_Task_
Can you write the next part of the passage about Manila, starting after its final sentence?

_Provided text_
##########
Manila is the capital and chief city of the Philippines. The city is the centre of the country’s economic, political, social, and cultural activity. It is located on the island of Luzon and spreads along the eastern shore of Manila Bay at the mouth of the Pasig River. The city’s name, originally Maynilad, is derived from that of the nilad plant, a flowering shrub adapted to marshy conditions, which once grew profusely along the banks of the river; the name was shortened first to Maynila and then to its present form. (https://www.britannica.com/place/Manila)
The islands were dubbed “the Philippines” after King Philip II of Spain. Manila, known as the “Pearl of the Orient,” is full of things to see and do. The Philippines is quickly becoming a destination for foodies, and Manila is well known for its varied cuisine and street food markets, like the Legazpi Sunday Market, Quiapo Market, and the country’s very own Chinatown, Binondo. Binondo was established in 1594 and is recognized as the world’s oldest Chinatown.
There are secret tunnels in the city said to be built under the term of General Douglas MacArthur in 1942 . Makati Central Business District (MCBD) and Bonifacio Global City (BGC) have been the main business districts in Manila where a lot of high end buildings, modern shopping centers and big companies can be seen, but behind their modernity lies an underground tunnel older than the World War II. These tunnels are said to be 3.5 meters below street level and wide enough for trucks to enter. Another tunnel called Fort Bonifacio Tunnel is 2.24 km long and 4 meters wide. It is filled with 32 built in chambers, 6-meter-deep well and 2 exits leading to two barangays in Makati City. Tracing back history, these tunnels were used as an “underground highway” to transport food, medicines, and supplies for the military.
##########
_Supplied records_

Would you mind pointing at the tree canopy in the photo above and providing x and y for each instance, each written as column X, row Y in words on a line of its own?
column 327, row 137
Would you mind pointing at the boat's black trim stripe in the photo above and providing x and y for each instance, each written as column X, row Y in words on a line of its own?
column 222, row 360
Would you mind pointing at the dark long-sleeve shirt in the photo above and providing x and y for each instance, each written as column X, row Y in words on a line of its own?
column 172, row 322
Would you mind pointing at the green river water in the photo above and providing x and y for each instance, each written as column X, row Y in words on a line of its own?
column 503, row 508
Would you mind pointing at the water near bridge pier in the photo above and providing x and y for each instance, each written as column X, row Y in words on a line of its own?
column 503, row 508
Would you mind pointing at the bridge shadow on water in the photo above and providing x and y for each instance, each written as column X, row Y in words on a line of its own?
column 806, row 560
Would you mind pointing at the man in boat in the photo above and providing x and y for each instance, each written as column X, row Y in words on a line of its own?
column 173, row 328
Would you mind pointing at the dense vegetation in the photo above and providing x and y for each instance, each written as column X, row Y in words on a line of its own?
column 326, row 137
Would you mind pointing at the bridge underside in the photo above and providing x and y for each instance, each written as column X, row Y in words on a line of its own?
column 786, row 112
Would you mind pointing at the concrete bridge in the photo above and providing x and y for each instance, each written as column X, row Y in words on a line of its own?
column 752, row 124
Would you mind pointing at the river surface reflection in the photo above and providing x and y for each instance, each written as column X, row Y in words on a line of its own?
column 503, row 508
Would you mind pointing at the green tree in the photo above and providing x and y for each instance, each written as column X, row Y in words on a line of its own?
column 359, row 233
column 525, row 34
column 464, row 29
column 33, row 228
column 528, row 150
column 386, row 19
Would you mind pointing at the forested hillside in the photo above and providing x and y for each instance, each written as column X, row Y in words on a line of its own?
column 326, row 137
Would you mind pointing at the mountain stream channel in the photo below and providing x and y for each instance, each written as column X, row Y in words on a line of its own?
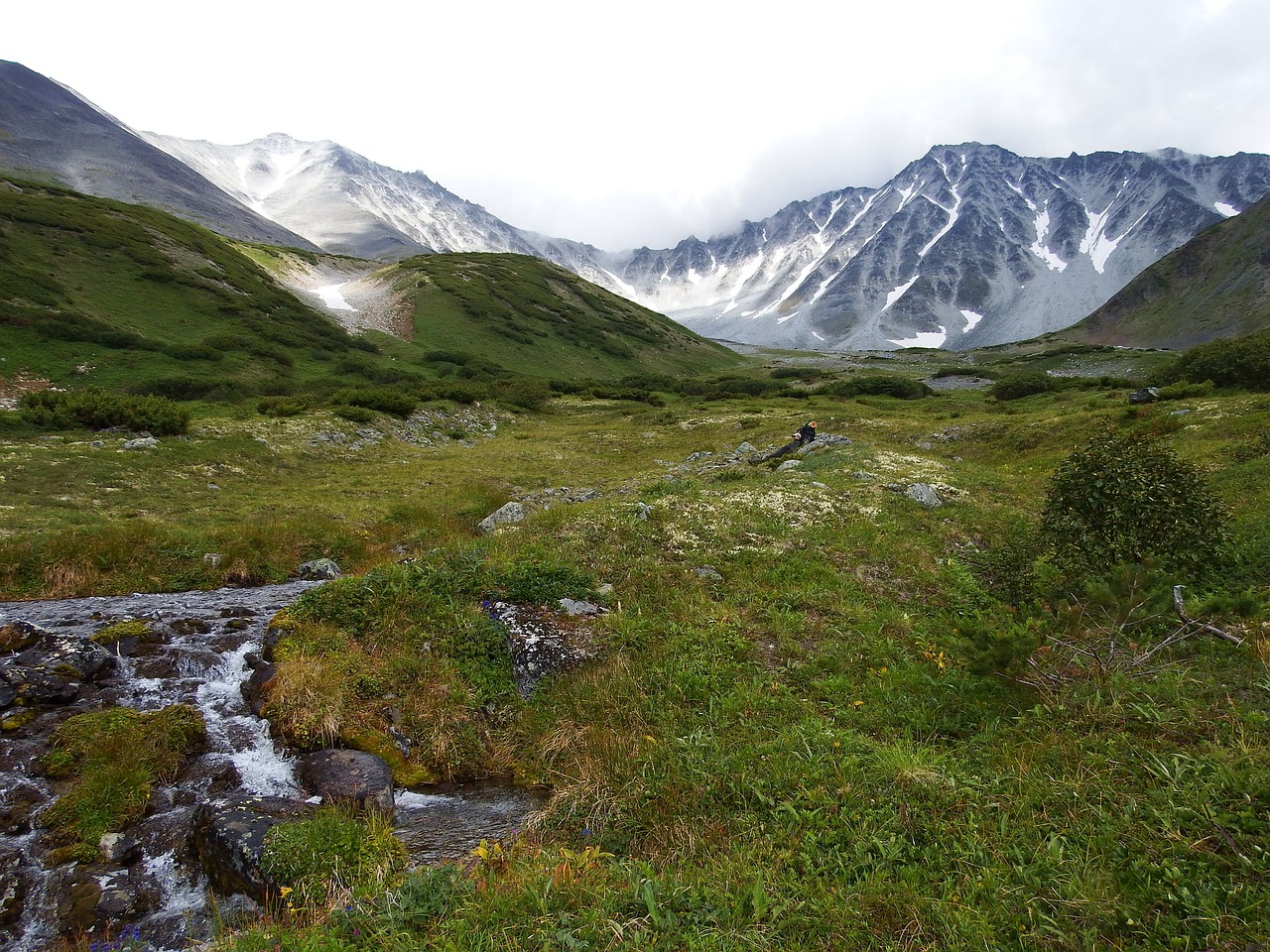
column 197, row 654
##########
_Reply_
If you get to see Manila’s city hall for the first time and on a top view, you will be surprised that its shape looks like a coffin with a cross above. But originally, the hall was designed to look like the Knights Templar shield to symbolize the strong influence of Roman Catholic Church in the country.
Filipinos take pride in their families. In the Philippines, it is family first. So whether you are part of the immediate family or you belong to the third or fourth generation, you are treated as a family member. Sometimes, even the closest of friends are considered family, too.
Filipinos are very religious. The Philippines is the only majority Christian nation in Asia. Eighty percent of its population identifies as Roman Catholic. In all corners of a Filipino house, you can find images of crosses and other religious paraphernalia. They go to church every Sunday, or sometimes even twice or three times a week.
Filipinos have the longest Christmas celebrations—ever. Even as early as August, you can hear Christmas songs and jingles being played in the malls or in the restaurants in the Philippines. The mood becomes festive, with many people shopping and in good spirits. Christmas celebrations last until around the first or second week of January.
Some Filipinos are wary of the number 13 and will avoid having 13 people at a table. Also, steps to the main entrance of a house should not fall on a number divisible by three. Superstitious Filipinos will not travel or bathe on Holy Thursday or Good Friday during Holy Week, the week before Easter.
Kamayan, Tagalog for “by hand,” is the traditional Filipino form of eating. But the term has also come to refer to a communal-style Filipino feast, composed of colorful arrays of food that are usually served on banana leaves and eaten without utensils. This way of eating is most common at home, but restaurants have been rekindling this practice as a way of going back to Filipino roots.
Filipinos love Merienda or “snacks in between meals.” In the Philippines, there are typically two meriendas. One in the late morning, and the other one in the afternoon. A large variety of sweet or savory dishes can be eaten at Merienda. Sweet delicacies might be pastries, mango pies, sticky rice, rice cake and more. And for the savory options you might have empanaditas (small savory pastries), noodles, fish balls, and the famous local delicacy balut (developing duck embryo).
And, of course, there is lumpia! Lumpia are Filipino fried spring rolls filled with ground pork and mixed vegetables. In the Philippines, lumpia is one of the most common dishes served in gatherings and celebration.